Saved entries
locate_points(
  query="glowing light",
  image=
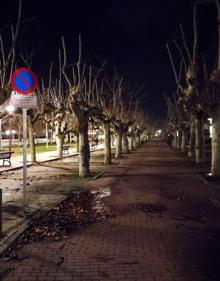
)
(10, 108)
(210, 120)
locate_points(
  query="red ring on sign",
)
(34, 77)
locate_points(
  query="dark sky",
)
(130, 34)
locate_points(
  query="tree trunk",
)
(60, 141)
(139, 139)
(183, 140)
(135, 142)
(84, 150)
(215, 169)
(191, 151)
(31, 141)
(199, 143)
(131, 143)
(118, 151)
(77, 142)
(125, 143)
(107, 140)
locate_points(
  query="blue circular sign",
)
(24, 81)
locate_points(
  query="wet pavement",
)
(154, 220)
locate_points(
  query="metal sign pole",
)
(24, 114)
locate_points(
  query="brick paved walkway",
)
(180, 244)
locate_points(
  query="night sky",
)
(131, 35)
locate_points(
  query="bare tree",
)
(83, 102)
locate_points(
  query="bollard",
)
(0, 213)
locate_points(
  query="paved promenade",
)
(164, 225)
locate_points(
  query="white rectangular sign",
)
(23, 101)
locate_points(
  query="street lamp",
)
(10, 109)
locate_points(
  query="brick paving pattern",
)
(179, 243)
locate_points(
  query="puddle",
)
(76, 211)
(151, 209)
(98, 206)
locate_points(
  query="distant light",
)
(210, 120)
(10, 108)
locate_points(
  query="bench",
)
(6, 156)
(65, 149)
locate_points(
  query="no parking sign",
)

Exercise details
Lines in the records above that carry the word "light" are to be located and copied.

Response to the task
  query="glowing light",
  query="distant light",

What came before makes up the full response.